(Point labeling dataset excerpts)
# # # # #

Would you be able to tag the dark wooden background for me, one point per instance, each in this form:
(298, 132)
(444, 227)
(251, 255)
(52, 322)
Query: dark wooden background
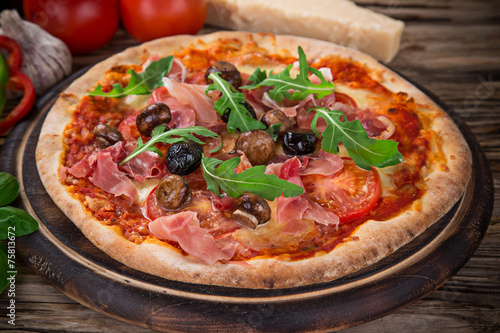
(452, 48)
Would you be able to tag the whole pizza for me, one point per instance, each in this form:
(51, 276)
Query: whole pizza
(249, 160)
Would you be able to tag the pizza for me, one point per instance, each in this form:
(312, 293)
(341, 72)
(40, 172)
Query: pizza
(249, 160)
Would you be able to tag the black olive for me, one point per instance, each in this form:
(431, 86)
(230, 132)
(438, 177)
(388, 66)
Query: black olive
(107, 135)
(184, 157)
(299, 142)
(251, 210)
(227, 71)
(173, 192)
(257, 145)
(273, 117)
(225, 116)
(153, 115)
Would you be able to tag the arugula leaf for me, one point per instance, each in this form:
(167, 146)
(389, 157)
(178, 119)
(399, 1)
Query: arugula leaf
(23, 222)
(239, 118)
(9, 188)
(252, 180)
(364, 151)
(142, 83)
(180, 134)
(283, 84)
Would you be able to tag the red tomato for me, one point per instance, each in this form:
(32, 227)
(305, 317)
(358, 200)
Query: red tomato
(351, 193)
(150, 19)
(84, 25)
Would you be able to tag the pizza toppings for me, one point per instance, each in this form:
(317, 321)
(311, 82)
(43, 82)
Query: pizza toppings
(107, 135)
(153, 115)
(173, 192)
(251, 210)
(184, 157)
(299, 142)
(227, 71)
(257, 145)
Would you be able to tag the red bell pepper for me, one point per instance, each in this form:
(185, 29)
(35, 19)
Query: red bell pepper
(17, 81)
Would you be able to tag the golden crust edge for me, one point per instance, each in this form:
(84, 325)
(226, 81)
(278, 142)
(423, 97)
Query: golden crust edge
(345, 259)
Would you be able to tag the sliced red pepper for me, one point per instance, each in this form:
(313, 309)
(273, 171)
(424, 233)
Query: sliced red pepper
(19, 81)
(16, 57)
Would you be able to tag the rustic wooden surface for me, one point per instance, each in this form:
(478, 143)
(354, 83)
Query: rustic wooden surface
(452, 48)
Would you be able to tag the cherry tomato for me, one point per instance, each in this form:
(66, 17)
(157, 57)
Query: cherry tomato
(150, 19)
(84, 25)
(351, 193)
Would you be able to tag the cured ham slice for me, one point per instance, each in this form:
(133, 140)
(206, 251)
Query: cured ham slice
(194, 96)
(184, 228)
(291, 211)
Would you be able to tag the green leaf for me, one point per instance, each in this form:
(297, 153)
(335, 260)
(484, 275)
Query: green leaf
(5, 267)
(171, 136)
(232, 101)
(283, 84)
(364, 151)
(252, 180)
(17, 219)
(9, 188)
(142, 83)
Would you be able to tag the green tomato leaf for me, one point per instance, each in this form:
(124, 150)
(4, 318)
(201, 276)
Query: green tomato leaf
(171, 136)
(22, 222)
(252, 180)
(232, 101)
(364, 151)
(140, 83)
(5, 266)
(297, 88)
(9, 188)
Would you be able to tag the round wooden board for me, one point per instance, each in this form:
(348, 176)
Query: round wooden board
(60, 254)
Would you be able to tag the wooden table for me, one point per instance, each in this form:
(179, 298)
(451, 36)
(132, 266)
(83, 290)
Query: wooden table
(452, 48)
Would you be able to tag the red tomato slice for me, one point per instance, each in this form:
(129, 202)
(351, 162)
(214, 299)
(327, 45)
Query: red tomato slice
(351, 193)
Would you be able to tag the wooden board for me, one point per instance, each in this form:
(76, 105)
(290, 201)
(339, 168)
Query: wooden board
(60, 254)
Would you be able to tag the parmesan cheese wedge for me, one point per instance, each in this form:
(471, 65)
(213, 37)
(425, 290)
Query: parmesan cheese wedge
(338, 21)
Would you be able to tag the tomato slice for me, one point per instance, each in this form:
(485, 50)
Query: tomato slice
(351, 193)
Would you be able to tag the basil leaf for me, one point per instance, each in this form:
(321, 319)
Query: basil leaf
(179, 134)
(5, 267)
(23, 222)
(252, 180)
(9, 188)
(364, 151)
(142, 83)
(283, 84)
(232, 101)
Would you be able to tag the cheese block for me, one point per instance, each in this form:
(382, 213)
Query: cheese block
(338, 21)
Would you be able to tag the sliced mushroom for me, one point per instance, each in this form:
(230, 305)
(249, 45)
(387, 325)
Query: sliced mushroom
(251, 210)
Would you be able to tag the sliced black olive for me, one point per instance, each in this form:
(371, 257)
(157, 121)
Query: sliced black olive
(184, 157)
(251, 210)
(225, 116)
(151, 116)
(227, 71)
(173, 192)
(273, 117)
(299, 142)
(107, 135)
(257, 145)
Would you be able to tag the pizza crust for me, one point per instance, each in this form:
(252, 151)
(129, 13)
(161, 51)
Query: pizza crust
(375, 241)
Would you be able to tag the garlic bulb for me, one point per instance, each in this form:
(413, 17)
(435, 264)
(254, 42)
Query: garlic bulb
(46, 59)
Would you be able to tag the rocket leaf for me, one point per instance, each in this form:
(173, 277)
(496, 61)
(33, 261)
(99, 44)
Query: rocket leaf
(297, 88)
(233, 101)
(364, 151)
(171, 136)
(140, 83)
(252, 180)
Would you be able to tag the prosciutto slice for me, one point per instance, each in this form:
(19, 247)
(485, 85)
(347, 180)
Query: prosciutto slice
(184, 228)
(194, 96)
(291, 211)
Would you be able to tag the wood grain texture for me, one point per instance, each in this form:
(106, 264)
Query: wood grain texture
(453, 49)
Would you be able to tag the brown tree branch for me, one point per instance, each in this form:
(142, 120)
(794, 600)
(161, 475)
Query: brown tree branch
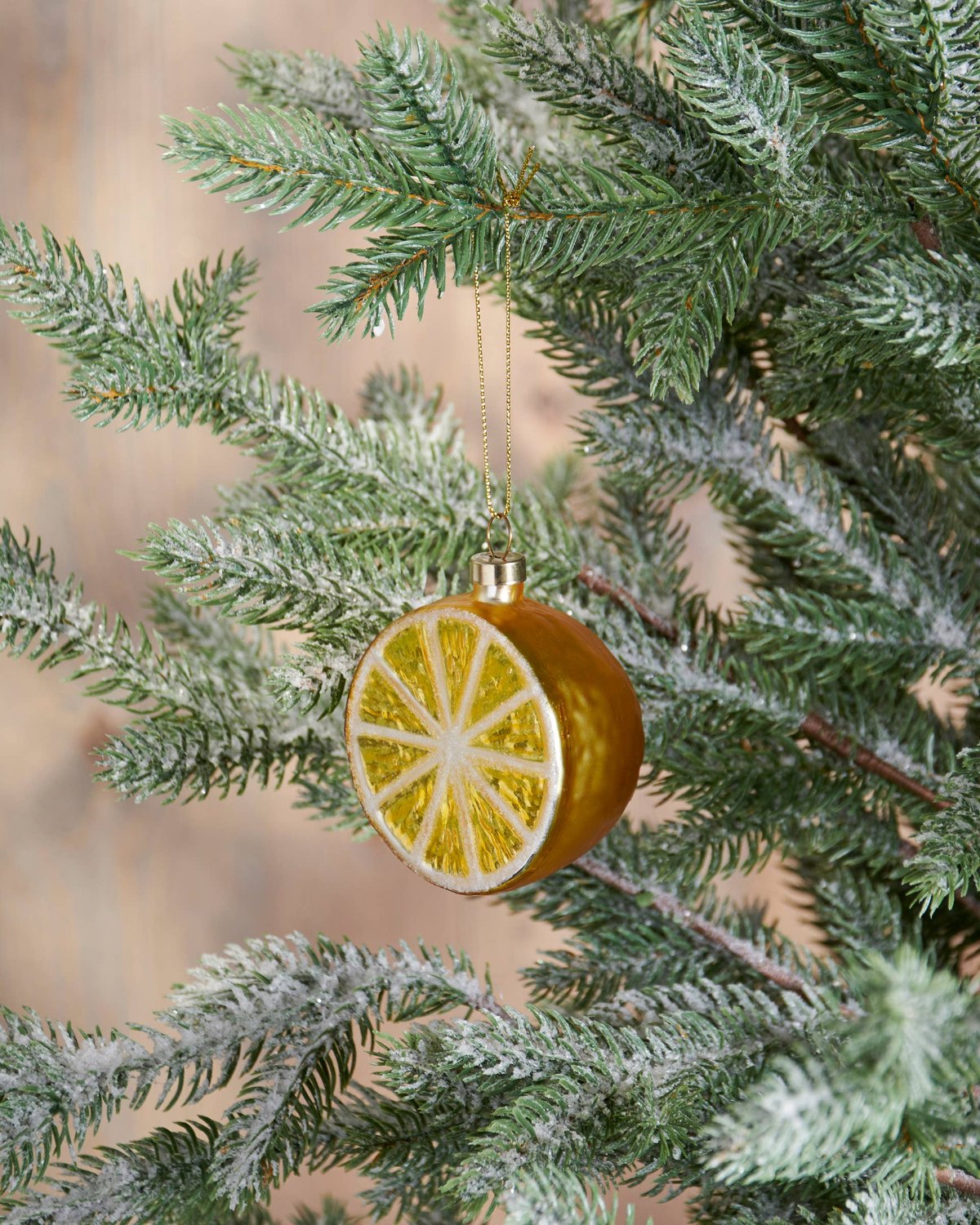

# # # # #

→ REQUIRED WORK: Copy every one of the records above word for word, leaving out the pictures.

→ EXERCISE RESULT:
Would you be able to tag the dark wooden background for me, one point per instance, each in this form:
(298, 132)
(444, 227)
(251, 255)
(52, 322)
Query: dark wooden background
(452, 48)
Would you be able to tag the whole pizza for me, one point per instance, each in this form:
(51, 276)
Query: whole pizza
(249, 160)
Would you be able to tag the pizza for me, one point per instance, each in this form:
(312, 293)
(341, 72)
(40, 172)
Query: pizza
(249, 160)
Would you be able to tag the black olive for me, one point per instance, each in this form:
(431, 86)
(230, 132)
(438, 177)
(388, 66)
Query: black olive
(107, 135)
(184, 157)
(299, 142)
(251, 210)
(227, 71)
(173, 192)
(257, 145)
(273, 117)
(225, 116)
(153, 115)
Would you be able to tag the arugula leaf for me, one point per instance, each in this form:
(167, 146)
(389, 157)
(178, 119)
(399, 1)
Query: arugula leaf
(23, 222)
(239, 118)
(9, 188)
(252, 180)
(364, 151)
(142, 83)
(180, 134)
(283, 84)
Would you be able to tag the red tomato for me, one point per instance, each in this form:
(32, 227)
(305, 317)
(358, 200)
Query: red tomato
(351, 193)
(150, 19)
(84, 25)
Would you be able to tag the pizza toppings for me, one point per instance, each in this form:
(317, 321)
(311, 82)
(43, 82)
Query: pizza toppings
(107, 135)
(153, 115)
(173, 192)
(251, 210)
(184, 157)
(299, 142)
(227, 71)
(257, 145)
Would you be able to tag the red bell pepper for me, one point per instance, each in this form:
(185, 29)
(35, 19)
Query: red bell pepper
(17, 81)
Would you be able to tag the golden crust edge for me, one point per instance, each in this form:
(84, 325)
(226, 81)
(278, 142)
(423, 97)
Query: golden crust edge
(345, 259)
Would you be able to tag the sliced red pepper for me, one point per instance, each in this form:
(313, 309)
(273, 171)
(424, 233)
Query: sliced red pepper
(19, 81)
(16, 57)
Would you be able to tag the rustic wooden surface for me, one point per instance, each in this form:
(478, 143)
(354, 83)
Query: rustic wooden surface
(452, 48)
Would you be able to tag the cherry tomato for me, one point per instance, each in this form:
(66, 17)
(157, 57)
Query: cherry tomato
(150, 19)
(84, 25)
(351, 193)
Would you be able to tag the cured ham slice for me, one point per instance, each in this form:
(133, 140)
(206, 251)
Query: cured ham slice
(194, 96)
(184, 228)
(291, 211)
Would you be able to tag the green leaf for me, one point per instance, each in this form:
(297, 153)
(335, 260)
(484, 275)
Query: green leaf
(5, 267)
(171, 136)
(232, 101)
(283, 84)
(364, 151)
(252, 180)
(17, 219)
(9, 188)
(142, 83)
Would you be able to tag the green tomato leaf for me, one point per instance, each in this form:
(124, 150)
(4, 318)
(201, 276)
Query: green tomato leaf
(171, 136)
(22, 222)
(252, 180)
(232, 101)
(364, 151)
(140, 83)
(5, 266)
(297, 88)
(9, 188)
Would you be able to tag the round wooden board for me, one point per instance, each in this form:
(348, 176)
Query: round wooden board
(60, 254)
Would you be able to tag the wooden table for me, one point per instance, each in this form:
(179, 298)
(451, 36)
(132, 266)
(83, 290)
Query: wooden table
(452, 48)
Would you be able to tag the red tomato slice for me, one point per instance, each in this form:
(129, 202)
(351, 162)
(214, 299)
(327, 45)
Query: red tomato slice
(351, 193)
Would you be able to tag the wooden board for me, one point per instance, each in this form:
(76, 105)
(290, 201)
(339, 168)
Query: wooden board
(60, 254)
Would you be able to tag the parmesan cheese wedge for me, one point per instance, each in this form:
(471, 65)
(213, 37)
(425, 290)
Query: parmesan cheese wedge
(338, 21)
Would you be able to tag the tomato slice for me, one point per instance, each in this form:
(485, 50)
Query: tomato slice
(351, 193)
Would you be able to tag the basil leaf for me, one point per instance, each in this form:
(321, 319)
Query: basil leaf
(179, 134)
(5, 267)
(23, 222)
(252, 180)
(9, 188)
(364, 151)
(142, 83)
(283, 84)
(232, 101)
Would you be able to tag the cheese block for me, one point per instance, each in this form:
(382, 213)
Query: cheese block
(338, 21)
Would you be able to tag the sliced mushroom for me, one point per instance, each in this form:
(230, 305)
(249, 45)
(387, 325)
Query: sliced mushroom
(251, 210)
Would you be able to tag the sliced black olive for me, one point per instance, each in this form:
(371, 257)
(157, 121)
Query: sliced black olive
(184, 157)
(251, 210)
(225, 116)
(151, 116)
(227, 71)
(173, 192)
(273, 117)
(299, 142)
(107, 135)
(257, 145)
Would you be able to tag the pizza crust for me, one point per instance, each in this form:
(252, 151)
(129, 13)
(161, 51)
Query: pizza crust
(375, 241)
Would you be able to tag the garlic bulb for me, one point per instance, each in this form:
(413, 17)
(435, 264)
(254, 42)
Query: garlic bulb
(46, 59)
Would you be able to tag the rocket leaf for me, one point per instance, each in this form:
(173, 277)
(496, 61)
(33, 261)
(99, 44)
Query: rocket leaf
(297, 88)
(233, 101)
(364, 151)
(171, 136)
(140, 83)
(252, 180)
Would you be able to tag the prosciutto slice for me, one point per instance, each in this form:
(19, 247)
(485, 85)
(347, 180)
Query: prosciutto slice
(184, 228)
(194, 96)
(291, 211)
Would you be able to tag the wood grain texture for me, one point per instance, each in this form:
(106, 264)
Query: wood grain texture
(453, 49)
Would you be able to tag the brown tree branch for me, one point per instance, each in this form:
(142, 120)
(794, 600)
(161, 475)
Query: brown tree branch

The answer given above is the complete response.